##### DATA PROVIDED
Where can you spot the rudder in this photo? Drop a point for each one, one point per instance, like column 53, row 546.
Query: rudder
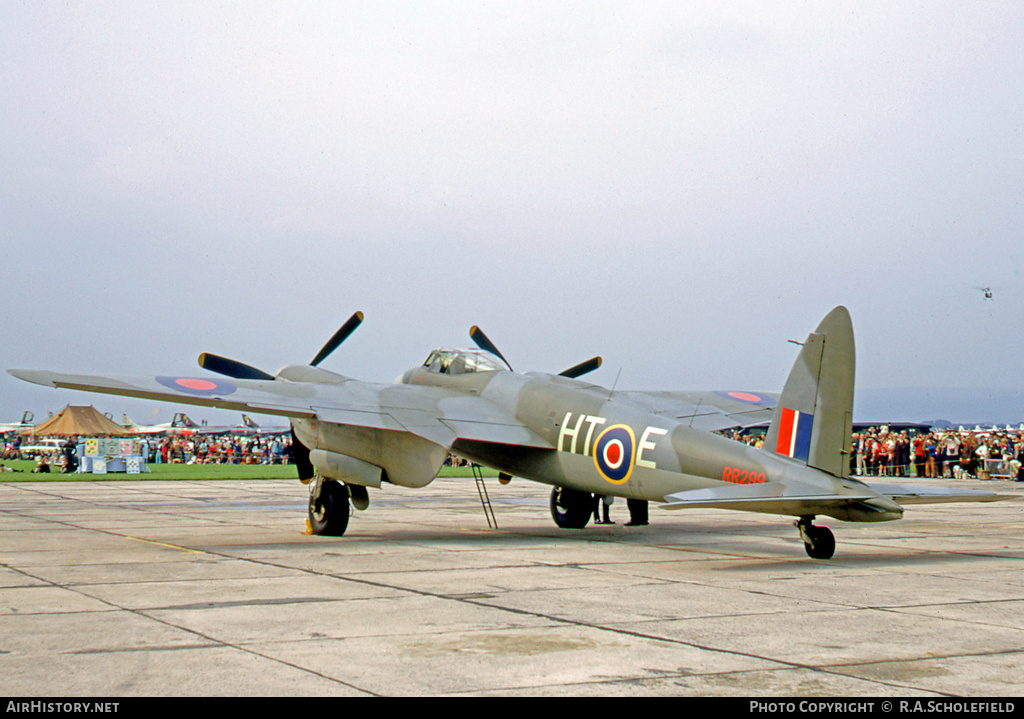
column 813, row 420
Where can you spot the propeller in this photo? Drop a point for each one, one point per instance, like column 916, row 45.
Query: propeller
column 582, row 369
column 230, row 368
column 340, row 336
column 238, row 370
column 483, row 342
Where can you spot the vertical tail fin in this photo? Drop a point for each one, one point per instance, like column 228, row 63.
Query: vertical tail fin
column 813, row 420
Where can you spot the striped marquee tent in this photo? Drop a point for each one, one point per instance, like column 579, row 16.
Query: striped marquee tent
column 78, row 421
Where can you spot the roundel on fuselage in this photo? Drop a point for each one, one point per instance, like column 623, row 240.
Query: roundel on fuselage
column 614, row 453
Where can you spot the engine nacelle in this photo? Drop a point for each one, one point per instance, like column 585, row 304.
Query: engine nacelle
column 345, row 468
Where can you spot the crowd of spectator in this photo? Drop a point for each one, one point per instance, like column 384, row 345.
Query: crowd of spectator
column 957, row 454
column 873, row 452
column 196, row 449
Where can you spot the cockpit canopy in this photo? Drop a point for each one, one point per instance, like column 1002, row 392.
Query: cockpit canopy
column 460, row 362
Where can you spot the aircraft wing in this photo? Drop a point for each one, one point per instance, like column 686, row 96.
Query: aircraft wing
column 710, row 410
column 912, row 494
column 435, row 414
column 798, row 499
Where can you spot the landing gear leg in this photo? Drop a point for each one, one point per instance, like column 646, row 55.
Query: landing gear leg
column 571, row 509
column 818, row 541
column 328, row 507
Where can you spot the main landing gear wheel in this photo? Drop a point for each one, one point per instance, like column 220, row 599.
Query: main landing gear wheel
column 328, row 507
column 571, row 509
column 818, row 541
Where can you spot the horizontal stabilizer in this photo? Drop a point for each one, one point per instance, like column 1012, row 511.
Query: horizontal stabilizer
column 911, row 494
column 773, row 498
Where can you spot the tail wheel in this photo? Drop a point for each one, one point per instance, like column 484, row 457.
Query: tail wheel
column 329, row 509
column 571, row 509
column 818, row 541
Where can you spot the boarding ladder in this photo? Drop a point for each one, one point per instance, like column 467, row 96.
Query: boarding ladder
column 481, row 490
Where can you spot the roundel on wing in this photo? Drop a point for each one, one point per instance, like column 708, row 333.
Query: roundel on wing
column 614, row 453
column 199, row 386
##########
- [EXERCISE BRIEF]:
Out of the listing above, reproduce exactly the lines from the one with "Where can you spot the aircraft" up to and including the one with "Where can you spot the landing".

- [SOLUTION TO THIS EXERCISE]:
Where can you spot the aircraft wing in this photo? Drop a point for each one, one point per instance, like column 686, row 96.
Query: aircraft wing
column 710, row 410
column 912, row 494
column 435, row 414
column 798, row 499
Where can you spot the landing gear leg in this photo? Drop a point for each one, one point per instance, like column 646, row 55.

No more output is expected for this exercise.